--- Фрагмент текста ---

Оставим в стороне социальные мотивы в драме о Луне и обратимся к главному, на наш взгляд, в этой истории – к истории любви Луны. По своей природе Луна – натура страстная, способная на сильной чувство. Но ее страсть – не приписываемая ей похотливость, воплощающая злое начало в женщине. Не по ее вине ей отказано в праве любить того, кого она выбрала. Отданная нелюбимому, она сгорает в пламени своей страсти, и метафора огня частот используется в драме, чтобы подчеркнуть страдание молодой женщины: «Сегодня во мне Луна далека от Луны… Огонь – этот лес и в нем она стоит одинокая и безмолвная».  Кроме того, Луна – натура поэтическая, и ее чувства к Пурану облечены в форму романтической легенды. Она видит в нем принца из ее девичьего сна, который увел ее в чудесную страну, а когда она проснулась, вместо принца предстал демон. Согласно религиозной традиции Индии, Луна уверена, что они с Пураном «были единым целым во многих рождениях, но в каком-то рождении получили проклятие», и вот теперь снова встретились. Она побуждает Пурана узнать ее, рассказывая ему мифологическую историю бога Индры и его возлюбленной апсары, которые были разлучены. Все ее признание Пурану, в котором она говорит о некоей влюбленной девушке, наполнено поэтическими образами:

«В бестелесном сандаловом лесу / Превращаясь в змейку, она будет жалить тебя каждый день / Как бы мне хотелось, чтобы она смогла прийти И увидеть тебя / Теперь она встречает тебя только в своих снах. / Видя, как расцветают, подобно цветам, твои члены / Она смеется над своей собственной бестелесностью / Она возвращается с опухшими глазами / Иногда она приходит ко мне / Она говорит о тебе со слезами. / Это песня, которую нельзя спеть / Тело, до которого нельзя дотронуться / тень, которую нельзя увидеть / Чувство, которое нельзя выразить. / Это слова истории, / которая все время ускользает, / Истории, в которой нет ни середины, / ни конца» [40].

--- Выборка данных ---

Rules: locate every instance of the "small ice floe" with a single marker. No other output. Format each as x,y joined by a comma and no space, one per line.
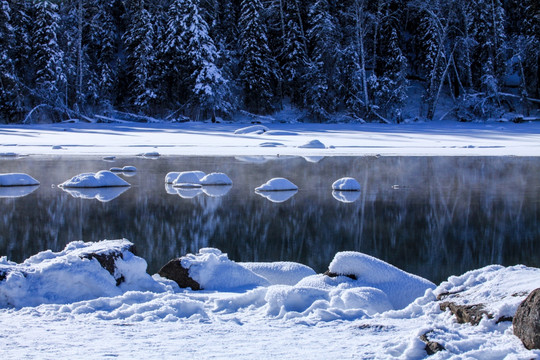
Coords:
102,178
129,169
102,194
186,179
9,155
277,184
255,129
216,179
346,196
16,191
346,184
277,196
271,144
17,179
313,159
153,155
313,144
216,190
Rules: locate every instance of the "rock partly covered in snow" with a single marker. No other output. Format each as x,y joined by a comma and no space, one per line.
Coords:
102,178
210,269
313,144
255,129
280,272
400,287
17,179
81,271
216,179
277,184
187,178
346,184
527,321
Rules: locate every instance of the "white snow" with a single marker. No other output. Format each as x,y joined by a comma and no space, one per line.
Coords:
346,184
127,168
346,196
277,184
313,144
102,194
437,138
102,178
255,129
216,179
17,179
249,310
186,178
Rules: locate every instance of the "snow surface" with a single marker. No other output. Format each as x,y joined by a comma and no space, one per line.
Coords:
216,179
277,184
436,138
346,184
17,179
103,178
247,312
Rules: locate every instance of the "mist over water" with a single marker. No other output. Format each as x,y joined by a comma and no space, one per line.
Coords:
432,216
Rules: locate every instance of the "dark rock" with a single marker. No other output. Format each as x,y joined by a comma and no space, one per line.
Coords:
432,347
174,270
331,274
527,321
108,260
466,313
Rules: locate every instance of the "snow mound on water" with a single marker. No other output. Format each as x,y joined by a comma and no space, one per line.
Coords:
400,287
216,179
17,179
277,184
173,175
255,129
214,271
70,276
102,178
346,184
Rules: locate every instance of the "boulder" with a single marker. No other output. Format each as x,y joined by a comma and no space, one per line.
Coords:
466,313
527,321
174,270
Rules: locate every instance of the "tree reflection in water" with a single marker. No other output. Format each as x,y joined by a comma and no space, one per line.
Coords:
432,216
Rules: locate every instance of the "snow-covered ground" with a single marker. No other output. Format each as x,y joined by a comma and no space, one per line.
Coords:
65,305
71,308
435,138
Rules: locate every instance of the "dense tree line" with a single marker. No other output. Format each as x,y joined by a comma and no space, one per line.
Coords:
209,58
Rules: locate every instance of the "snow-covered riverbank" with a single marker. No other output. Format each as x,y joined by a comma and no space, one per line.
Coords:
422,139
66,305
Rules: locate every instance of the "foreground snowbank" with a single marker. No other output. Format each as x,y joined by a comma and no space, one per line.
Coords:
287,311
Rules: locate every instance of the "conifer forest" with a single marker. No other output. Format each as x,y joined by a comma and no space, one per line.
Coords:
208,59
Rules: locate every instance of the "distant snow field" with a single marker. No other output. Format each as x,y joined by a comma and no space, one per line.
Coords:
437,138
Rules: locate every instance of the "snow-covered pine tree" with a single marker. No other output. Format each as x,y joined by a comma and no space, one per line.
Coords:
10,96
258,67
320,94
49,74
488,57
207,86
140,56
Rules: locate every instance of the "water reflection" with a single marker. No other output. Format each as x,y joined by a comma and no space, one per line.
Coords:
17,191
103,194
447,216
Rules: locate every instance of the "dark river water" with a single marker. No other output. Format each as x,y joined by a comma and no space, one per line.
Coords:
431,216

---
--- Выборка данных ---

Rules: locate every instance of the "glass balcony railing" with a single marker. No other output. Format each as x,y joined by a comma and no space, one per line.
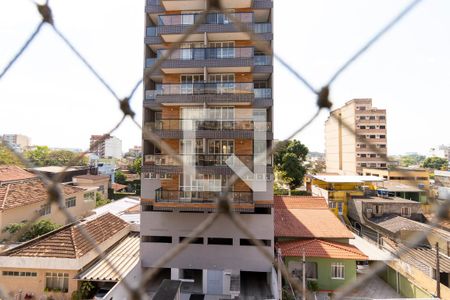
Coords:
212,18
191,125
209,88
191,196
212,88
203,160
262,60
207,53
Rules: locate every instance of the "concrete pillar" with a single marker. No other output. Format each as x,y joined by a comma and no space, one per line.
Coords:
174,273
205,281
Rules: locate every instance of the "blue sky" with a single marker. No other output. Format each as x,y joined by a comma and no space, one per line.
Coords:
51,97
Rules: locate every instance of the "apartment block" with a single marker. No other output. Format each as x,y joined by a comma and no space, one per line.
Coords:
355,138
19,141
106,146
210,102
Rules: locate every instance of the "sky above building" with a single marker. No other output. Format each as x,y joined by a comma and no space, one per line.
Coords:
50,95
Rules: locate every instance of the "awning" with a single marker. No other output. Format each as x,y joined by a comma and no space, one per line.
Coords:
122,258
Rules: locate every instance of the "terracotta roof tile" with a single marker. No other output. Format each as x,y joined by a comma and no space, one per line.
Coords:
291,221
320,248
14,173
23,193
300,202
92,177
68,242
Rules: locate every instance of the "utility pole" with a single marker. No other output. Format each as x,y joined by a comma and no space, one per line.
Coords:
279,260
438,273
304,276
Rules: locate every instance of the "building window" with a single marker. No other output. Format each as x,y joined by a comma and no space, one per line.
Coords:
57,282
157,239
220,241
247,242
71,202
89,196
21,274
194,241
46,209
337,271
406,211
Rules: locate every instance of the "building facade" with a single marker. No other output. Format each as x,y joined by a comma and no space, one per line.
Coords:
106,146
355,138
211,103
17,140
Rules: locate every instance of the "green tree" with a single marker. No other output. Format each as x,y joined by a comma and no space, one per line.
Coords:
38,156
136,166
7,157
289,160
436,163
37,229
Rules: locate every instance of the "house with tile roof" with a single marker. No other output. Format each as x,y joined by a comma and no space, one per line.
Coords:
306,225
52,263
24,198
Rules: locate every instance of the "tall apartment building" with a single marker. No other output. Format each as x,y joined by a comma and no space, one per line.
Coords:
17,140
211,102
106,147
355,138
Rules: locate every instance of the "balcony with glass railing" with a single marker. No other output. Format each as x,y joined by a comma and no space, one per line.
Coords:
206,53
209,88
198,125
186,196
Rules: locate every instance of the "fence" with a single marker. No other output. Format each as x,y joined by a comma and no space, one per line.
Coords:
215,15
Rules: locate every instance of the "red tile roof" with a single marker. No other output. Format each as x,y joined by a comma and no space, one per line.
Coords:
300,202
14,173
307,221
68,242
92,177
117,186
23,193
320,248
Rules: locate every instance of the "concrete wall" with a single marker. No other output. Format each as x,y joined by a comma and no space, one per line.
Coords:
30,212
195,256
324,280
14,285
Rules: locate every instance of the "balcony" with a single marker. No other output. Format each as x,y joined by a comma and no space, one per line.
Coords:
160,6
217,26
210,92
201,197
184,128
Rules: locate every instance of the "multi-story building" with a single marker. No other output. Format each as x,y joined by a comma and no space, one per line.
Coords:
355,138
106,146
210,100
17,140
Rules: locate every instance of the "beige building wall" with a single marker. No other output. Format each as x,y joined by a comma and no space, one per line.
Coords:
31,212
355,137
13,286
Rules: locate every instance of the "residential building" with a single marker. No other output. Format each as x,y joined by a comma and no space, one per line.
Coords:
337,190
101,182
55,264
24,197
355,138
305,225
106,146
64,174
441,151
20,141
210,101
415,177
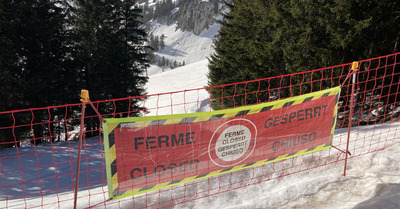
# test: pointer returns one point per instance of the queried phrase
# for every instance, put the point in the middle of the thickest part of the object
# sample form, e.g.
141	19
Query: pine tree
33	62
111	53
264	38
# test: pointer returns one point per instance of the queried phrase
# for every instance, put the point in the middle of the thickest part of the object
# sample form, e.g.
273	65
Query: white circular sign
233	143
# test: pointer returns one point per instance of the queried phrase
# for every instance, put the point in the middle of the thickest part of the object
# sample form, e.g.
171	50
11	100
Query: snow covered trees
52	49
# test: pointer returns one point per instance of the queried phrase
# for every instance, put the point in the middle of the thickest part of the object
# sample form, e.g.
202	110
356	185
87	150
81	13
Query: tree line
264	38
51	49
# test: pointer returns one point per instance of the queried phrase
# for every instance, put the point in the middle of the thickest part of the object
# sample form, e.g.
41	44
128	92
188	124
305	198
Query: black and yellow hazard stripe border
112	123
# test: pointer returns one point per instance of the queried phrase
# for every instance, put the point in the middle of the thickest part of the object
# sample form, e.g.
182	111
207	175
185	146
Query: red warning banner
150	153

---

→ Задание 1:
Ответьте по тексту о драме о Луне:
(a) Кем Луна видит Пурана?
(b) Чью мифологическую историю она рассказывает Пурану?
(c) В кого, согласно стихам, превращается девушка в бестелесном сандаловом лесу?
→ Задание 2:
Продолжите текст о драме о Луне сразу после приведенной стихотворной цитаты.

→ Ответ 1:
(a) Принцем из ее девичьего сна.
(b) Историю бога Индры и его возлюбленной апсары.
(c) В змейку.

→ Ответ 2:
Поняв намеки влюбленной женщины, Пуран отвергает всякую возможность ответного чувства, отказывая ей в праве свободной любви, признавая в женщине достойным уважения только ее роль матери. Луна – мачеха Пурана; поэтому она переходит социальные границы, признаваясь ему.  Она не хочет видеть в нем сына, точно так же, как не хочет видеть супруга в его отце. «Баталви подчеркивает то, что чувства луны естественны для девушки ее возраста. У Пурана есть возможность придать ее жизни тот смысл, который ищет ее юность» [41]. Но любимый не услышал, не ответил, не захотел понять и разделить чувство молодой женщины, и она, не столько из чувства мести, сколько из разочарования и страха, клевещет на него мужу. Отвергнутая любимым, она разочарована в жизни, в миропорядке, во всем человеческом существовании. Огонь в лесу страсти сжигает ее саму. «Итак, Луна горит в своем огне, и в этом огне сжигает того кого любит и, в конце концов себя. Ее мотивы в уничтожении Пурана сложны, поскольку она стремится не столько уничтожить его, сколько возвысить его и уничтожить себя. Мы видим, как Луна убивает Пурана с тем, чтобы он продолжал жить, а продолжая жить, она убивает себя. Только будущее будет ей судьей» [42]. Сам поэт смог глубоко почувствовать женское сердце, все глубины любви женщины. «Я выразил сочувствие горю страдающих женщин, погасив жар ее ран, чтобы уменьшить ее боль, а может быть и увеличить ее. Но я послал эти дуновения сочувствия из тех уголков моего сердца, в которых спит женщина во мне, в которых спит во мне мужчина. Салван жив и сегодня, и даже сегодня Луну считают виновной» [43].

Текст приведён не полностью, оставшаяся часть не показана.